* What you have to do
Please find every row below that contains the word "fence", and copy each of those rows in full.

━━━ Stored rows ━━━

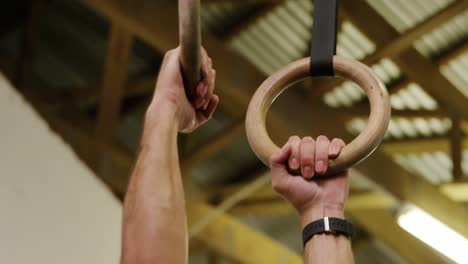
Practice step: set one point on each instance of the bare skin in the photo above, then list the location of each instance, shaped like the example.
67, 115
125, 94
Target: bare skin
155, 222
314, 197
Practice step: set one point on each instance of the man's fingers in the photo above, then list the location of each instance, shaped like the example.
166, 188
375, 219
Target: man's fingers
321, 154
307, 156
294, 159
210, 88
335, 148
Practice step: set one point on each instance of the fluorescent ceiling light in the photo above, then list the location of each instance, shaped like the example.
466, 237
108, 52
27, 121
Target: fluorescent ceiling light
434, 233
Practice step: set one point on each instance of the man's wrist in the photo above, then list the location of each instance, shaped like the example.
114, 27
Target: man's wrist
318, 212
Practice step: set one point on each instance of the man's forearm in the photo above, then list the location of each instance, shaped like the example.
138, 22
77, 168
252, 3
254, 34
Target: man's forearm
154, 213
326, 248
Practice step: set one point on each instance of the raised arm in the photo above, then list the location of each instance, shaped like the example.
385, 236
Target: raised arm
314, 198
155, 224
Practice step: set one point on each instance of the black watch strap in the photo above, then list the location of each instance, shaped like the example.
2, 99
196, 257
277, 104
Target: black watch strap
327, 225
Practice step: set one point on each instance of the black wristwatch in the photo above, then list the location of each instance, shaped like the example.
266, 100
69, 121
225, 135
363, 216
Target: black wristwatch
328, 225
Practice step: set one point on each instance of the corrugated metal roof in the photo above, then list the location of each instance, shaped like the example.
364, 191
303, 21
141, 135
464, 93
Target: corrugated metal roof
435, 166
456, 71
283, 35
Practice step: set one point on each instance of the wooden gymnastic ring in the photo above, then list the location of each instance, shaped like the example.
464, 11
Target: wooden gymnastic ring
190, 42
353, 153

━━━
━━━ Stored rows ━━━

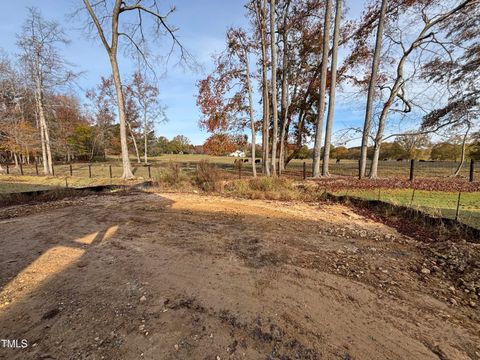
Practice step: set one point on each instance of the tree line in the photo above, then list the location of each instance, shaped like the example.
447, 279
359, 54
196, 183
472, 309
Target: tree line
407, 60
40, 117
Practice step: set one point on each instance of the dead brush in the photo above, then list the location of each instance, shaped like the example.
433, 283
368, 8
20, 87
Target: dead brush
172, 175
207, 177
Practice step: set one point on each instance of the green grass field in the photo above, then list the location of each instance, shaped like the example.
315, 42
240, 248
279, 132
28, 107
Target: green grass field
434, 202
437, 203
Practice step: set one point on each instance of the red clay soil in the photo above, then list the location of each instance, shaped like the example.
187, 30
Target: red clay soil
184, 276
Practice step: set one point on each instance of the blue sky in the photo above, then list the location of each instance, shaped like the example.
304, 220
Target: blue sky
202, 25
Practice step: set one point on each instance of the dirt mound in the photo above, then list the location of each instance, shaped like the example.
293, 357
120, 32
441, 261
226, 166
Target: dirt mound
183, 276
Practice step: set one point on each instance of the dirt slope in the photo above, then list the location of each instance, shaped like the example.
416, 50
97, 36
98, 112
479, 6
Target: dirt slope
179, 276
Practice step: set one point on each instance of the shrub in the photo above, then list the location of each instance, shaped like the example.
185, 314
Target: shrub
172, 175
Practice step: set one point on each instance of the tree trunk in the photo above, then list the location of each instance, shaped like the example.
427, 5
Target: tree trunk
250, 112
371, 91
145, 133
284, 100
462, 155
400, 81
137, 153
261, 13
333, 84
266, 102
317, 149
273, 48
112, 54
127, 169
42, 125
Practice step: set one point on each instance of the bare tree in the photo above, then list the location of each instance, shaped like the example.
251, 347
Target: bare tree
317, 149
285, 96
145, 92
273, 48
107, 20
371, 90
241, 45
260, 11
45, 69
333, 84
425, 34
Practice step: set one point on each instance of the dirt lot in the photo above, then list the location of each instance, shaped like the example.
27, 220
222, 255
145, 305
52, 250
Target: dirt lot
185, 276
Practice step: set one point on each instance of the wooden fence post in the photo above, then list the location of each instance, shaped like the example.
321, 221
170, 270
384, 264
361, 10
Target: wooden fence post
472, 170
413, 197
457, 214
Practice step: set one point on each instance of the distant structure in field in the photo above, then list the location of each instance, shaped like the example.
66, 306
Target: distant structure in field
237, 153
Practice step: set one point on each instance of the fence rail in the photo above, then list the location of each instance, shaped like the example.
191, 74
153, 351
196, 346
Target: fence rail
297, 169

━━━
━━━ Stored rows ━━━

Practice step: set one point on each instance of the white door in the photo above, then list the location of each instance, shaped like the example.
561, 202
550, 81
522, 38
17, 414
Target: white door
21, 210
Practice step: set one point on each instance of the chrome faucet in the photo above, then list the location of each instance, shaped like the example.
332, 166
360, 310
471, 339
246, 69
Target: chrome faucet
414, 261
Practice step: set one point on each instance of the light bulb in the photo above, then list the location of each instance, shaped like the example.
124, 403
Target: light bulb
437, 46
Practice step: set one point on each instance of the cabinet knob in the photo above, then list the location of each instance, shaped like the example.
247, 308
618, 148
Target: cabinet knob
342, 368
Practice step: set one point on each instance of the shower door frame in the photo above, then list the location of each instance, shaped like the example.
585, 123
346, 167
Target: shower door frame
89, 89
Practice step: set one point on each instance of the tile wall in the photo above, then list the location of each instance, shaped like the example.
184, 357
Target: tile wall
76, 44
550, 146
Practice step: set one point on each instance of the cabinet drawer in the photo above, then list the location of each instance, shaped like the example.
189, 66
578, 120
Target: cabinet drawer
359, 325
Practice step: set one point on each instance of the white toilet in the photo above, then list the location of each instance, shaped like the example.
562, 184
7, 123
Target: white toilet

━━━

* Correct output
Practice step: set one point on each instance of the wooden fence post in the photo above, then list the location of each instance, shaped like the example.
Target: wooden fence post
Practice step: set one point on each instance of the fence rail in the photo above, then list the location of each instance, shaped like the example.
Target: fence rail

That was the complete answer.